### OBJETIVO
Transcreva todas as linhas dos dados abaixo sem qualquer alteração.

### DADOS FORNECIDOS
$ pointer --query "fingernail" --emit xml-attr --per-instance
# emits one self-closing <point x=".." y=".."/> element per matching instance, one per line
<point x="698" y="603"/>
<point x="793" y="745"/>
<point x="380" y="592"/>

### SAÍDA COMPLETA
$ pointer --query "fingernail" --emit xml-attr --per-instance
# emits one self-closing <point x=".." y=".."/> element per matching instance, one per line
<point x="698" y="603"/>
<point x="793" y="745"/>
<point x="380" y="592"/>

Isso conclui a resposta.